Copy word for word everything in the mailing-list thread below from "One other item." down to "Bruce Momjian (#22)".

**Excerpt provided**
-- BEGIN --

Now, if you are thinking of doing some type of constant conversion
there, that may be a bigger win. The issue is at this point in the
code, there is no guarentee the index will be used. It is just checking
the index usability.

I think I see where you are going with this. For queries not involving
indexes(many joins don't), it may be better to leave things for the
executor.

Also, if you can, do a fresh cvs update if you can, because the code is
a little cleaner now in that area. Particularly, the op_class()
parameters were badly named, causing me confusion.

-- 
Bruce Momjian                          |  830 Blythe Avenue
maillist@candle.pha.pa.us              |  Drexel Hill, Pennsylvania 19026
  +  If your life is a hard drive,     |  (610) 353-9879(w)
  +  Christ can be your backup.        |  (610) 853-3000(h)
#23Bruce Momjian
maillist@candle.pha.pa.us
In reply to: Bruce Momjian (#20)
Re: [HACKERS] Re: type coersion (was OR clause status)

However, I don't think the access methods allow more than one line in
this way.

I just tried adding the extra line, and initdb failed. I wonder if we
remove the oideqint4, if the parser will go for oideq?

One other item. oid indexes use int4lt(), etc. for their internal
indexing, not oidlt() because they do not exist.

-- 
Bruce Momjian                          |  830 Blythe Avenue
maillist@candle.pha.pa.us              |  Drexel Hill, Pennsylvania 19026
  +  If your life is a hard drive,     |  (610) 353-9879(w)
  +  Christ can be your backup.        |  (610) 853-3000(h)
#24Thomas G. Lockhart
lockhart@alumni.caltech.edu
In reply to: Bruce Momjian (#22)
Re: [HACKERS] Re: type coersion (was OR clause status)

match_clause_to_indexkey() seems to be a starting point for what I
want to do. Will let you know how it goes...

Check out my other posts on how op_class/pg_amop.amopopr is used to
look up if the current expression operator is a member of the
class(btree), and index opclass(oid_ops). I could probably code
something so you could put multiple entries in pg_amop. My issue is
that there are not that many interchangable operators to make that
useful.
Now, if you are thinking of doing some type of constant conversion
there, that may be a bigger win. The issue is at this point in the
code, there is no guarentee the index will be used. It is just
checking the index usability.
I think I see where you are going with this. For queries not
involving indexes(many joins don't), it may be better to leave things
for the executor.

-- END --

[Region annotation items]
-- BEGIN --

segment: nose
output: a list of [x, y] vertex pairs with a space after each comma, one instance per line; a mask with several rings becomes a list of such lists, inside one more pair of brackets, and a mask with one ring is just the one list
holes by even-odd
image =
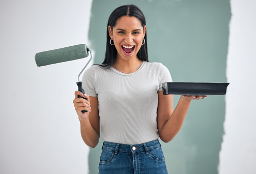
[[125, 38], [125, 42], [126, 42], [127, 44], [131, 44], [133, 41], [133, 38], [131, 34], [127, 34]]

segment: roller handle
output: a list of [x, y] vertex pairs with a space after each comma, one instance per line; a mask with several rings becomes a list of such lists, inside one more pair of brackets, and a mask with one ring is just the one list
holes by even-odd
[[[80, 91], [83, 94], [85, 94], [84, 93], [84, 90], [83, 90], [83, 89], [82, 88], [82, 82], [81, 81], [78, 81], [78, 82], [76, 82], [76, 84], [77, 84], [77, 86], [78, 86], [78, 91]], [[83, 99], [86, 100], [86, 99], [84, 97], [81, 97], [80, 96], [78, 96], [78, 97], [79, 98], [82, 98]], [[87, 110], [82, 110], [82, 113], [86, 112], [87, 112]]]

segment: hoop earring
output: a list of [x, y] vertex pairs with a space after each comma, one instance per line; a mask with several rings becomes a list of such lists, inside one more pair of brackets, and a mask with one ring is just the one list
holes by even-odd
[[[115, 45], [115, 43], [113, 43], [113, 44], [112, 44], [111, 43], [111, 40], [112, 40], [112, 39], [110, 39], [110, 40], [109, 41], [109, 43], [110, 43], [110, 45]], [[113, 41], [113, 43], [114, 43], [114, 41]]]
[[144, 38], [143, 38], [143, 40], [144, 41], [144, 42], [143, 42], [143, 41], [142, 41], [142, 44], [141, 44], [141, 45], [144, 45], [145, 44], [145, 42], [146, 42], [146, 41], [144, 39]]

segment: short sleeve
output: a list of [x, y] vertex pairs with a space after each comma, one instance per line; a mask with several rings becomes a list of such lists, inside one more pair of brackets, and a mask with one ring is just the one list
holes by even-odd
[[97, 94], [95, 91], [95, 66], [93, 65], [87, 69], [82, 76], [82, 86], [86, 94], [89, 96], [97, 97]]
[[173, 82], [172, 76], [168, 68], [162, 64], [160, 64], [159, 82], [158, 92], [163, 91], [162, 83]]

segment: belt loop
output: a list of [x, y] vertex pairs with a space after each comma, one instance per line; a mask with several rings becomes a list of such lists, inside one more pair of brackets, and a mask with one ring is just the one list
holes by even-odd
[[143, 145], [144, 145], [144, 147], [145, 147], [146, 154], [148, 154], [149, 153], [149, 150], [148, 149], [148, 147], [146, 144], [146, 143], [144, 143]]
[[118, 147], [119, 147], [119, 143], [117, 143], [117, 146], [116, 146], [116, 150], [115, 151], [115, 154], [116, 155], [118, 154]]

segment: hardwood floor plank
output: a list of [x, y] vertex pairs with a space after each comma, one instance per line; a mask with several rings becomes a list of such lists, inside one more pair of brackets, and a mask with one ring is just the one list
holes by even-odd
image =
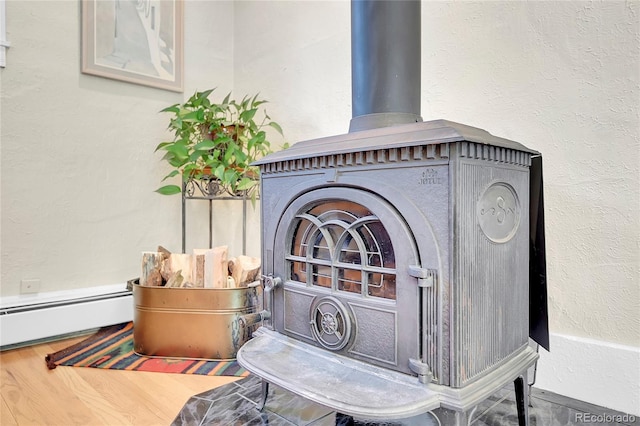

-- END --

**Output below**
One other item. oid indexes use int4lt(), etc. for their internal
indexing, not oidlt() because they do not exist.

-- 
Bruce Momjian                          |  830 Blythe Avenue
maillist@candle.pha.pa.us              |  Drexel Hill, Pennsylvania 19026
  +  If your life is a hard drive,     |  (610) 353-9879(w)
  +  Christ can be your backup.        |  (610) 853-3000(h)
#24Thomas G. Lockhart
lockhart@alumni.caltech.edu
In reply to: Bruce Momjian (#22)